» **ACTION ITEM**
Given the records below, would you repeat exactly the lines that begin at the one containing "Target: red tiled roof" and end at the one containing "Spot the green tree", inclusive?

» **Data excerpts**
────

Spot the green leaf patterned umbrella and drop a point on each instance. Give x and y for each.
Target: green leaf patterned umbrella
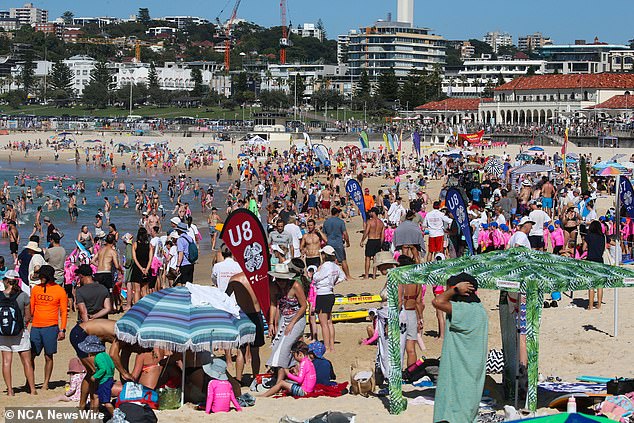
(530, 272)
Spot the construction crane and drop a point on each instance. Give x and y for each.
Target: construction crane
(284, 41)
(227, 36)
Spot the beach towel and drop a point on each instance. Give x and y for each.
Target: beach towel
(209, 295)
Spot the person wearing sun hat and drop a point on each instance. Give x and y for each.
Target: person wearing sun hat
(49, 308)
(220, 394)
(104, 369)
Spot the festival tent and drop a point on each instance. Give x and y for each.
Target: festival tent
(529, 272)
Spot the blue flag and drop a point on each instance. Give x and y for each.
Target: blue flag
(455, 205)
(627, 196)
(354, 190)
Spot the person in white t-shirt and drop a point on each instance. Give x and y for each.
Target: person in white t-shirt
(295, 232)
(222, 271)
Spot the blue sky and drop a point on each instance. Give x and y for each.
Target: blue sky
(563, 20)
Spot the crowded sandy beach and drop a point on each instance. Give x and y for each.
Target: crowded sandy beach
(166, 195)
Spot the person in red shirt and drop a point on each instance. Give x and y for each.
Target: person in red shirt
(49, 310)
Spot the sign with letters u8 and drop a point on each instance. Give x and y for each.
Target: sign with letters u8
(353, 188)
(244, 236)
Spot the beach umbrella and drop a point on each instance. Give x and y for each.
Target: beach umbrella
(519, 269)
(610, 171)
(494, 167)
(569, 418)
(168, 319)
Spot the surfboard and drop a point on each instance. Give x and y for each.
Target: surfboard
(360, 299)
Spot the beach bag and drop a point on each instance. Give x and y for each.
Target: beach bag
(192, 251)
(362, 380)
(135, 392)
(495, 362)
(11, 319)
(619, 386)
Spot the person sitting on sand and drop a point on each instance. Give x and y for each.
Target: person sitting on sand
(301, 383)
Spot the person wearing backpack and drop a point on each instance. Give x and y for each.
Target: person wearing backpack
(15, 315)
(187, 255)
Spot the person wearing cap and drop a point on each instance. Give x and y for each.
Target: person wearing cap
(520, 237)
(323, 367)
(220, 394)
(104, 371)
(436, 222)
(224, 269)
(368, 200)
(14, 240)
(373, 231)
(327, 276)
(49, 308)
(37, 261)
(539, 217)
(184, 266)
(462, 369)
(20, 343)
(337, 234)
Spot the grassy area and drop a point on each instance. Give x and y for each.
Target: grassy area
(145, 111)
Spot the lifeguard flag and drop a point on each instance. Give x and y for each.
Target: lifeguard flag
(244, 236)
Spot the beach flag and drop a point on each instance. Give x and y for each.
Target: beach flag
(364, 140)
(386, 141)
(416, 141)
(564, 147)
(244, 236)
(626, 196)
(353, 188)
(456, 206)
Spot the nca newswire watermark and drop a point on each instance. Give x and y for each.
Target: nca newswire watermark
(50, 414)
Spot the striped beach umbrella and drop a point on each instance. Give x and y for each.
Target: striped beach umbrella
(494, 167)
(167, 319)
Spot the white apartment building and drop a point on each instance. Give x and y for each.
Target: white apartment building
(28, 14)
(182, 21)
(394, 45)
(307, 30)
(497, 39)
(279, 77)
(472, 79)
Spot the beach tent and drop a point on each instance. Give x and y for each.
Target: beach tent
(532, 273)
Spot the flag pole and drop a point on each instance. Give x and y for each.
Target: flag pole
(617, 248)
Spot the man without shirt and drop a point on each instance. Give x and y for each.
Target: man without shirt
(311, 243)
(241, 289)
(374, 233)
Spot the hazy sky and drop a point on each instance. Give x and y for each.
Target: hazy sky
(563, 20)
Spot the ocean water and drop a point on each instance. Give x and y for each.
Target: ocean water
(126, 220)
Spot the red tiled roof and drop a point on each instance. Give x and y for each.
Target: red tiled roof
(452, 104)
(616, 102)
(571, 81)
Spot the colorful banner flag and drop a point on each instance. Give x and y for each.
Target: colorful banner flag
(387, 142)
(353, 188)
(626, 196)
(244, 236)
(416, 141)
(364, 140)
(456, 206)
(472, 138)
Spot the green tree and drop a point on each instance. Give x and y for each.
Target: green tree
(27, 73)
(144, 16)
(388, 85)
(60, 79)
(197, 77)
(67, 17)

────

» **ANSWER BOX**
Target: red tiled roof
(452, 104)
(616, 102)
(571, 81)
Spot the colorful banner flag and drop a point on each instance. Give x and y for each.
Target: colorful banner flag
(387, 142)
(353, 188)
(626, 196)
(244, 236)
(416, 141)
(364, 140)
(456, 206)
(472, 138)
Spot the green tree and drop a point on each instance. Give x and y for each.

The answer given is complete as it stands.